Written task ::
Rename "mascot brown shoe" to "mascot brown boot" in the lines from the one with "of the shoulder" to the one with "(1195, 613)", changing nothing else. Return only those lines.

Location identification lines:

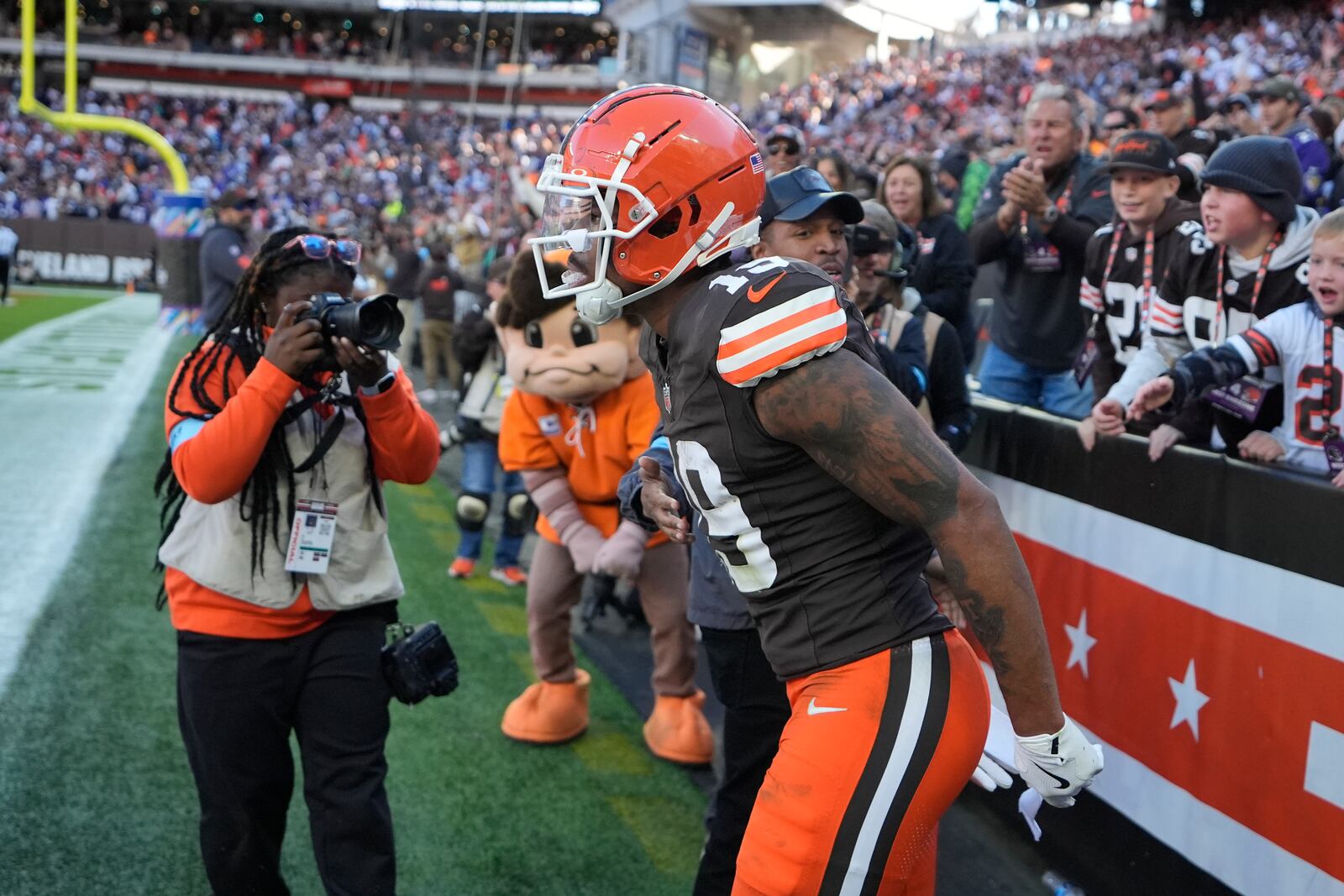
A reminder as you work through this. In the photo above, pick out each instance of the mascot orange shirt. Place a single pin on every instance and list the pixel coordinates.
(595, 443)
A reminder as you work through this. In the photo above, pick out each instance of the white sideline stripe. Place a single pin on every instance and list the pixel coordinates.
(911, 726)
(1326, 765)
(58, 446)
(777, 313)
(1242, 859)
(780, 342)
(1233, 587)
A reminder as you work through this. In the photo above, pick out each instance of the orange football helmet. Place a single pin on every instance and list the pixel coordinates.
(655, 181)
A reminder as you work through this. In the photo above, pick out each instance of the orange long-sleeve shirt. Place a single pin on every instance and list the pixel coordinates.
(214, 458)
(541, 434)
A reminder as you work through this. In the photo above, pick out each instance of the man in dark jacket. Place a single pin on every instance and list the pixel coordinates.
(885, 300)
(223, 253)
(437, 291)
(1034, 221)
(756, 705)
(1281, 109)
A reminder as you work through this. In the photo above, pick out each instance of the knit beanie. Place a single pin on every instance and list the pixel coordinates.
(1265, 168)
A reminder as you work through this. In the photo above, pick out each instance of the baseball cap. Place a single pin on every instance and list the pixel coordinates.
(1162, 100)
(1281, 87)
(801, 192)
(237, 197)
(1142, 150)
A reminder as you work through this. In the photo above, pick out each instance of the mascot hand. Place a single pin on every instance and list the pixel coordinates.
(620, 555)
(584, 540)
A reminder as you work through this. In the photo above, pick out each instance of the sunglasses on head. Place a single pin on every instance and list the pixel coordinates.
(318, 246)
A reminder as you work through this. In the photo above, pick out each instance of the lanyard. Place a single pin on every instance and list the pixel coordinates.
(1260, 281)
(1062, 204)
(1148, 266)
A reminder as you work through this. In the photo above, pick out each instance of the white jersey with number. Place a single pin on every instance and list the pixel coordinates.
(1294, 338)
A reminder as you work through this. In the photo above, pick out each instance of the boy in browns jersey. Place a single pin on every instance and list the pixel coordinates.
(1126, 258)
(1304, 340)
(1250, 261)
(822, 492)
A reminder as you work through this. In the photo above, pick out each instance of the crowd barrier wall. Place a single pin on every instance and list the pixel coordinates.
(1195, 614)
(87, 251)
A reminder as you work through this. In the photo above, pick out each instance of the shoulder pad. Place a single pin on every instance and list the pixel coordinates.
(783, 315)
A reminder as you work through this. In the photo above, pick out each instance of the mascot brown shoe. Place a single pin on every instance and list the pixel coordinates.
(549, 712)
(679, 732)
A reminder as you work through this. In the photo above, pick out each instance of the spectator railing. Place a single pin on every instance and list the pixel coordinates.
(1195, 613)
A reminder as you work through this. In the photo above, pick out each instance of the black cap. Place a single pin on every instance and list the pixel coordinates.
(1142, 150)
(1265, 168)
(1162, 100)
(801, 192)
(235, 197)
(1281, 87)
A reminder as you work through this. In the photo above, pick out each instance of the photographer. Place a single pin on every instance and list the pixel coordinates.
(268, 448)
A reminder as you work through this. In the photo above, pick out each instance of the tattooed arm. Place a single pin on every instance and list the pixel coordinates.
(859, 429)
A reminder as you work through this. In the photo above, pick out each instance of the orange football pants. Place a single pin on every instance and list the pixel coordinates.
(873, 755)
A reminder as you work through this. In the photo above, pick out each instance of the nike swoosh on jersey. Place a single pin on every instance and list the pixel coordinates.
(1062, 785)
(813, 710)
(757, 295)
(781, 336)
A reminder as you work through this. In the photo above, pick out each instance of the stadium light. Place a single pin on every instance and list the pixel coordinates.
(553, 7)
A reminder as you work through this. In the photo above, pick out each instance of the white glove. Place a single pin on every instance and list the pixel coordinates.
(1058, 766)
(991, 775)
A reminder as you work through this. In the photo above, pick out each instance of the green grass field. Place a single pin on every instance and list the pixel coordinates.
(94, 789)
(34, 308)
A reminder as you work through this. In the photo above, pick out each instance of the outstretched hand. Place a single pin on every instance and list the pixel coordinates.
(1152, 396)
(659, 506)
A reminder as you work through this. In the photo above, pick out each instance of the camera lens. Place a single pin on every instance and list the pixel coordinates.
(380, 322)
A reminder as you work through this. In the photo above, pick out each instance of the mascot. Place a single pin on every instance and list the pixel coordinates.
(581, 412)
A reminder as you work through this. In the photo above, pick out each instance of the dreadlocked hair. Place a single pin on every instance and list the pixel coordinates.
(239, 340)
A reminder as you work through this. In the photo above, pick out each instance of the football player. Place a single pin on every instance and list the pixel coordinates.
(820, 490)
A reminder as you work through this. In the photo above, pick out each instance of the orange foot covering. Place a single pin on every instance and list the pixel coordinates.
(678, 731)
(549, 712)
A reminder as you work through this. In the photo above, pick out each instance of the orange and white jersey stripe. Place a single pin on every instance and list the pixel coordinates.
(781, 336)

Output of the exercise ::
A reminder as you work through this. In the photo above, pick out each instance of the shoulder pad. Place a single pin on every instance and list the pixel coordinates.
(783, 315)
A reminder as you work through this. In the photo above, pick out each instance of the mascot brown boot. Place a single pin on every instance and list the pixel coordinates.
(549, 712)
(679, 732)
A reminder as you work through this. In the photo above, pick out each instance of the spectator railing. Place a single pin on every instance and list the pixel coordinates.
(1195, 613)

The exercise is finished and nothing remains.